» WRITTEN REQUEST 1
In the excerpt provided, how many years did the star's character live in her neighborhood without getting to know any neighbors?
» WRITTEN REQUEST 2
Rewrite everything in the excerpt provided from "Why not, she" down to "slightly more plausible.", putting "detectives" in place of "police".
» WRITTEN REQUEST 3
Continue the post reviewing the computer-related movie from where it stops.

» EXCERPT PROVIDED
▬▬▬▬▬▬▬▬▬▬
On Wed, 2 Aug 1995, Dr. Dimitri Vulis wrote:
> I saw it about 1/2 hour ago. I make a point of seeing every computer-related
> movie. I don't think real movie-goers would enjoy it much. It's cheap and
> unprofessional. Lots of running around, but no real car crashes. The acting is
> terrible. The star should NOT have appeared in a bikini. Yech.
Why not, she had the right 'assets' for that scene, no? 8-D
> They try to "explain this away" by saying that 1) she lived in the neighborhood
> for 4 years and never got to know any neighbors (as one of the neighbors tells
> the police), 2) her mother's got Alzheimers and doesn't recognize her anymore,
> 3) she telecommutes for a company in another city and only knows 2 people there
> in real life. One gets killed at the beginning; the other gets fired and she
> makes no attempt to find him (one of the many loose ends). The computer-related
> plot is just slightly more plausible.
▬▬▬▬▬▬▬▬▬▬
» DATASET

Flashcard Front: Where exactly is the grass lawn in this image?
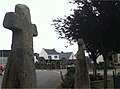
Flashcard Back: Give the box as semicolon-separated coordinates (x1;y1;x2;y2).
91;76;114;89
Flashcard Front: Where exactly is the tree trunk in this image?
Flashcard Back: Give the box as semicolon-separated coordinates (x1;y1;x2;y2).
103;53;108;89
75;39;90;89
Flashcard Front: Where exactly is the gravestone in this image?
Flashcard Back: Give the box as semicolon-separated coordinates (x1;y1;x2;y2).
2;4;37;88
75;39;90;89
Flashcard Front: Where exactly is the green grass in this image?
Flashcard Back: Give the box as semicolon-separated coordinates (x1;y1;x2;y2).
91;76;114;89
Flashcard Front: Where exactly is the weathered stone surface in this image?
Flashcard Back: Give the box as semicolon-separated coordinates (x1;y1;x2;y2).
75;39;90;89
2;4;38;88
▬▬▬▬▬▬▬▬▬▬
» RESULT 1
Four years.

» RESULT 2
Why not, she had the right 'assets' for that scene, no? 8-D
> They try to "explain this away" by saying that 1) she lived in the neighborhood
> for 4 years and never got to know any neighbors (as one of the neighbors tells
> the detectives), 2) her mother's got Alzheimers and doesn't recognize her anymore,
> 3) she telecommutes for a company in another city and only knows 2 people there
> in real life. One gets killed at the beginning; the other gets fired and she
> makes no attempt to find him (one of the many loose ends). The computer-related
> plot is just slightly more plausible.

» RESULT 3
Makes sense, too many geeks without a real-world-life out there.
> In a typical suspenseful scene (not a spoiler), the heroine sneaks into an
> office and sets off a fire alarm. Everyone leaves, including a villaine, who
> doesn't log off. The heroine receives a new e-mail addressed to the villaine,
> with the orders to kill the heroine (clearext), signed 'pretorian'. The heroine
> types 'whois pretorian' and gets an IP address, but no name. The heroine goes
> through what looks like traceroute and obtains the pretorian's name and picture
> (but the viewers know his identity from the start, of course). She finishes
> saving it to a floppy disk moments before the villaine returns to the cubicle.
> (One of the IP bytes was 344, by the way.)
The security was laughable. But consider that most of corporate Amerika
is this way. Very few care about security. Here at work I have to fight
extra hard with idiots who log in and leave their machines -- users with
Supervisory access! All sorts of shit like that...
Re: ip #'s: Yeah, it's like all the phone numbers in every movie are
555-xxxx. Probably they didn't want to get sued by posting a real net
address and get sued.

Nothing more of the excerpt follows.